### Prompt
Lines that include the string "photo" are the ones to copy from the entries below.

__________

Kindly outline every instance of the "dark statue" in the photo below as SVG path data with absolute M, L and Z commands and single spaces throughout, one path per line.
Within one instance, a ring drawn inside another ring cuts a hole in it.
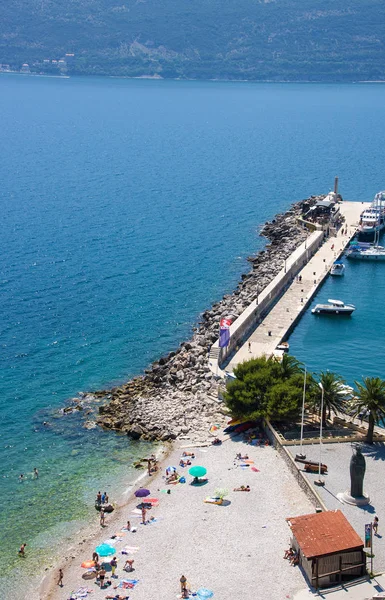
M 350 460 L 350 495 L 353 498 L 359 498 L 364 495 L 364 475 L 366 463 L 365 457 L 361 452 L 361 448 L 356 448 L 356 453 L 353 454 Z

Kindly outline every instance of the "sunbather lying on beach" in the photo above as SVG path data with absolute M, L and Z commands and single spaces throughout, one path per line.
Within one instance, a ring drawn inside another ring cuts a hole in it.
M 205 483 L 206 481 L 208 481 L 207 477 L 194 477 L 194 479 L 191 482 L 191 485 L 200 485 L 201 483 Z
M 127 600 L 129 597 L 130 596 L 120 596 L 119 594 L 117 596 L 106 596 L 109 600 Z
M 235 455 L 235 458 L 237 460 L 249 460 L 249 455 L 245 454 L 245 456 L 242 456 L 242 454 L 238 452 L 238 454 Z
M 191 460 L 184 461 L 183 458 L 180 459 L 180 461 L 179 461 L 180 467 L 187 467 L 188 465 L 191 465 Z
M 234 488 L 233 491 L 234 492 L 250 492 L 250 486 L 249 485 L 241 485 L 241 487 L 239 487 L 239 488 Z
M 172 483 L 173 481 L 178 481 L 178 473 L 171 473 L 170 477 L 166 478 L 166 483 Z
M 182 452 L 182 456 L 191 456 L 191 458 L 195 458 L 194 452 Z

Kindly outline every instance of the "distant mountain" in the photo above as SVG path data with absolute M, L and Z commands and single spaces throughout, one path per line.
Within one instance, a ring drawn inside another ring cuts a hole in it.
M 384 24 L 384 0 L 4 0 L 0 64 L 131 77 L 383 80 Z

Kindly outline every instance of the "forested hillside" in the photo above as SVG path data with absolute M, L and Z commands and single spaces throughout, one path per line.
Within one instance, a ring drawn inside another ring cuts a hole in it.
M 376 80 L 385 79 L 384 24 L 384 0 L 7 0 L 0 63 L 69 74 Z

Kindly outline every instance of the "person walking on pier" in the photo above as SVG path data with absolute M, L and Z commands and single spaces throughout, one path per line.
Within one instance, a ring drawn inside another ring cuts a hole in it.
M 251 342 L 249 341 L 249 343 L 247 344 L 248 348 L 249 348 L 249 352 L 251 353 Z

__________

### Answer to this problem
Kindly outline every instance of the "dark statue" in the photo below as SVG path data with absolute M, L and Z commands and single spaces throughout, one path per line.
Kindly outline every instance of the "sunbather lying on beach" in the photo above as SVG path data with absolute M, L and Z commands and single spaces throughout, one path per line.
Kindly outline every instance of the "distant mountain" in the photo above as SVG path data with absolute M, L and Z commands and single spaces throughout, one path per line.
Kindly outline every instance of the "forested hillside" in the photo above as SVG path data with absolute M, L and Z commands and single spaces throughout, one path per line.
Kindly outline every instance of the "person walking on pier" in the photo above as SVG path data with absolute M, L and Z commands and single spaces throughout, one path per line.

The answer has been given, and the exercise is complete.